What you need to do – Transcribe the records that follow exactly. Skip the pictures.
--- begin ---
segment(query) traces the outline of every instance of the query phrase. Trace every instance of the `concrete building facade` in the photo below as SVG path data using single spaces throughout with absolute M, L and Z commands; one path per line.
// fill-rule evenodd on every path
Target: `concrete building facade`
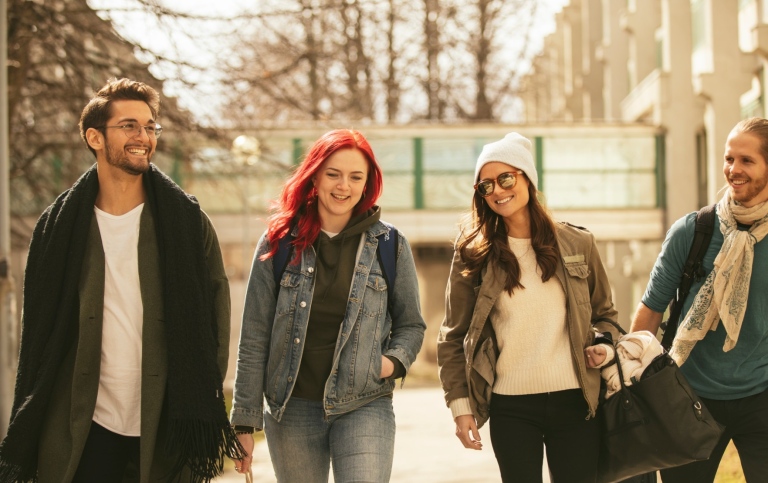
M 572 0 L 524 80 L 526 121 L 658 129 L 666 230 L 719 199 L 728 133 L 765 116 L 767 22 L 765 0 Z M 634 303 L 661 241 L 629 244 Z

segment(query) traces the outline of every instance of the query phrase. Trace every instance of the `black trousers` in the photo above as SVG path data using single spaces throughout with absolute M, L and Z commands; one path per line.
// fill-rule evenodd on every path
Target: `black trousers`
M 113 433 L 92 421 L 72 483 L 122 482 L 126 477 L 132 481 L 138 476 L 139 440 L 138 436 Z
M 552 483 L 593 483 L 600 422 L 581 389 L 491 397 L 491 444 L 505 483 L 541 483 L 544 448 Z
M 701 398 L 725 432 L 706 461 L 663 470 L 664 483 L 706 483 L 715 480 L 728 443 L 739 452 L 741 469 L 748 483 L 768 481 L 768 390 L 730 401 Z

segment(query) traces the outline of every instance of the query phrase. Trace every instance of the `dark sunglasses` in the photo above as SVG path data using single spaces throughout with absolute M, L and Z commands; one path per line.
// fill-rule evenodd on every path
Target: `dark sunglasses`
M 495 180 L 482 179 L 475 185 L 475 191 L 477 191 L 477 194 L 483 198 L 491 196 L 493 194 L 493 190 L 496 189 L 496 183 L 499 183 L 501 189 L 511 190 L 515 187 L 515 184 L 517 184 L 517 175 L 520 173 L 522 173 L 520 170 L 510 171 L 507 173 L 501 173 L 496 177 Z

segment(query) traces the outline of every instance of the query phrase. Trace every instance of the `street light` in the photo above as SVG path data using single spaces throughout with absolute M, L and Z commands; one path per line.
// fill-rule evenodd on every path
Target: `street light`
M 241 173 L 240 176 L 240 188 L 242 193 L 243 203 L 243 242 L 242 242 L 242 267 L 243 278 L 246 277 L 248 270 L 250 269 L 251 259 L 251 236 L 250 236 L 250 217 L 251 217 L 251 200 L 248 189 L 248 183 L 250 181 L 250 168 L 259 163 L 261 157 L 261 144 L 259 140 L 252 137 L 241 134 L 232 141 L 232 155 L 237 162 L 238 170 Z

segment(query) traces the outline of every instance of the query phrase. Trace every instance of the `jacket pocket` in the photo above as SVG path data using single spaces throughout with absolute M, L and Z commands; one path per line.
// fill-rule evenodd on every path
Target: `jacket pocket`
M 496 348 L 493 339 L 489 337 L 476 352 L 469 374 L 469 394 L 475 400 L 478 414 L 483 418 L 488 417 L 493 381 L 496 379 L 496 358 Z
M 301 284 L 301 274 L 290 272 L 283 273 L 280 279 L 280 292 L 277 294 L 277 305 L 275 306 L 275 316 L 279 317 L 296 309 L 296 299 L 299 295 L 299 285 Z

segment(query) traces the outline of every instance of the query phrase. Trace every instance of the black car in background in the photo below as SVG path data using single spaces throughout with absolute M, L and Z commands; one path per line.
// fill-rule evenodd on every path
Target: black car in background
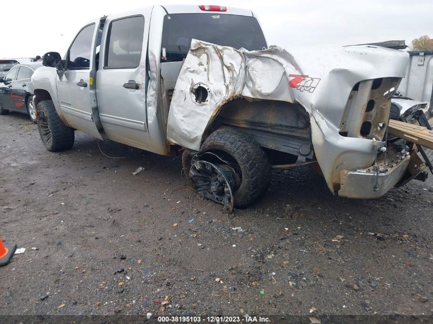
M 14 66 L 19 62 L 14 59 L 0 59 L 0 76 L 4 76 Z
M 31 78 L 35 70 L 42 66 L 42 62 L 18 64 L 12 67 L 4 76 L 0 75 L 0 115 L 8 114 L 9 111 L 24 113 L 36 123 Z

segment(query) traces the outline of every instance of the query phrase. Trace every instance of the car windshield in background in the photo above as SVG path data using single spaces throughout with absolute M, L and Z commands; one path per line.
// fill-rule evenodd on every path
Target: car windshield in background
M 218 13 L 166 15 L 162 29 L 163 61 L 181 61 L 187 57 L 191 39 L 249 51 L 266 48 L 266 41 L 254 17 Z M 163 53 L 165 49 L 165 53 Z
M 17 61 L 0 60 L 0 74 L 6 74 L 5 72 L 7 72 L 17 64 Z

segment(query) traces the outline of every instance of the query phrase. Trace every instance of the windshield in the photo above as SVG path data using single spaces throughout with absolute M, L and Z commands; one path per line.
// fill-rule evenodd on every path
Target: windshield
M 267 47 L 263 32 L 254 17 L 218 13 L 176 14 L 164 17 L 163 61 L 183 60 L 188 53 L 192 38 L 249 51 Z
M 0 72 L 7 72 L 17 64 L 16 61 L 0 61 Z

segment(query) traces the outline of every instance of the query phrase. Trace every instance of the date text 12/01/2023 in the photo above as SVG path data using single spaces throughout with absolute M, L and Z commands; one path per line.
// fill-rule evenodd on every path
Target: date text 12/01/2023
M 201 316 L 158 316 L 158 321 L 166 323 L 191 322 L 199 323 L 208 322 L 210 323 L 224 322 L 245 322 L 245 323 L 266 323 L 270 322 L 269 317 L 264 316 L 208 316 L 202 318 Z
--- end ---
Solution to this problem –
segment(query) traces the outline of every instance of the query phrase. Trace every instance of the `concrete building facade` in the photo below as SVG path data using single spaces throughout with absolute M, L and Z commands; one path per line.
// fill-rule evenodd on every path
Target: `concrete building facade`
M 572 0 L 524 80 L 526 121 L 658 129 L 666 230 L 719 199 L 728 133 L 765 116 L 767 22 L 765 0 Z M 634 303 L 661 241 L 629 244 Z

segment(query) traces the outline of every instance of the query phrase. Trace every instance of the `black trousers` in the photo above as SVG path data using single spaces throughout with absolute M, L and Z commands; one path per line.
// fill-rule evenodd on every path
Target: `black trousers`
M 113 433 L 92 421 L 72 483 L 122 482 L 126 477 L 132 481 L 138 476 L 139 440 L 138 436 Z
M 552 483 L 593 483 L 600 422 L 581 389 L 491 397 L 491 444 L 505 483 L 541 483 L 544 448 Z
M 701 398 L 725 432 L 706 461 L 663 470 L 664 483 L 706 483 L 715 480 L 728 443 L 739 452 L 741 469 L 748 483 L 768 481 L 768 390 L 730 401 Z

segment(query) traces the outline of every instance of the query phrase. Trace every instance of the `dark sunglasses` in the photo above as SVG path data using single spaces throughout with absolute M, L and Z commands; one path per line.
// fill-rule evenodd on every path
Target: `dark sunglasses`
M 495 180 L 482 179 L 475 185 L 475 191 L 477 191 L 477 194 L 483 198 L 491 196 L 493 194 L 493 190 L 496 189 L 496 183 L 499 183 L 501 189 L 511 190 L 515 187 L 515 184 L 517 184 L 517 175 L 520 173 L 522 173 L 520 170 L 510 171 L 507 173 L 501 173 L 496 177 Z

segment(query) traces the outline of every instance of the query phrase. Trace every instance of the `street light` in the photo above as SVG path data using single spaces throughout with absolute M, L and Z commands; one path per line.
// fill-rule evenodd on every path
Target: `street light`
M 241 173 L 240 176 L 240 188 L 242 193 L 243 203 L 243 242 L 242 242 L 242 267 L 243 278 L 246 277 L 248 270 L 250 269 L 251 259 L 251 236 L 250 236 L 250 217 L 251 217 L 251 200 L 248 189 L 248 183 L 250 181 L 250 168 L 259 163 L 261 157 L 261 144 L 259 140 L 252 137 L 241 134 L 232 141 L 232 155 L 237 162 L 238 170 Z

segment(query) traces the outline of every instance of the query phrase. Trace every instance of the `jacket pocket` in the photo above as SVG path data using single spaces throughout with absolute M, L and Z commands; one path per line.
// fill-rule evenodd on every path
Target: `jacket pocket`
M 496 348 L 493 339 L 489 337 L 476 352 L 469 374 L 469 394 L 475 400 L 478 414 L 483 418 L 488 417 L 493 381 L 496 379 L 496 358 Z
M 301 284 L 301 274 L 290 272 L 283 273 L 280 279 L 280 292 L 277 294 L 277 305 L 275 306 L 275 316 L 279 317 L 296 309 L 296 299 L 299 295 L 299 285 Z

segment(query) traces the outline of every instance of the query phrase. Trace every instance of the black car in background in the photo below as SVG path data using single spaces throughout with absolute M, L and Z commands; one path per line.
// fill-rule evenodd on every path
Target: black car in background
M 14 66 L 19 62 L 14 59 L 0 59 L 0 76 L 4 76 Z
M 31 78 L 35 70 L 42 66 L 42 62 L 18 64 L 12 67 L 4 76 L 0 75 L 0 115 L 8 114 L 9 111 L 24 113 L 36 123 Z

segment(query) traces the outline of every instance of the query phrase. Trace every instance of the car windshield in background in the photo above as SVG path data using single spaces throughout with absolute M, L and Z commands; one path per line.
// fill-rule evenodd on every path
Target: car windshield in background
M 218 13 L 166 15 L 162 29 L 163 61 L 181 61 L 187 57 L 191 39 L 249 51 L 266 48 L 266 41 L 254 17 Z M 163 53 L 165 49 L 165 53 Z
M 17 61 L 0 60 L 0 74 L 6 74 L 5 72 L 7 72 L 17 64 Z

segment(query) traces the outline of every instance of the query phrase. Trace every instance of the windshield in the photo above as SVG path data using single spaces throughout with absolute M, L and Z commands; one path per line.
// fill-rule evenodd on every path
Target: windshield
M 267 47 L 263 32 L 254 17 L 218 13 L 176 14 L 164 17 L 163 61 L 183 60 L 188 53 L 192 38 L 249 51 Z
M 0 72 L 7 72 L 17 64 L 16 61 L 0 61 Z

segment(query) traces the outline of every instance of the query phrase. Trace every instance of the date text 12/01/2023 in the photo above as SVG path data using single spaces throughout with absolute M, L and Z commands; one path per line.
// fill-rule evenodd on every path
Target: date text 12/01/2023
M 201 316 L 158 316 L 158 321 L 166 323 L 191 322 L 199 323 L 208 322 L 210 323 L 224 322 L 245 322 L 245 323 L 266 323 L 270 322 L 269 317 L 264 316 L 208 316 L 202 318 Z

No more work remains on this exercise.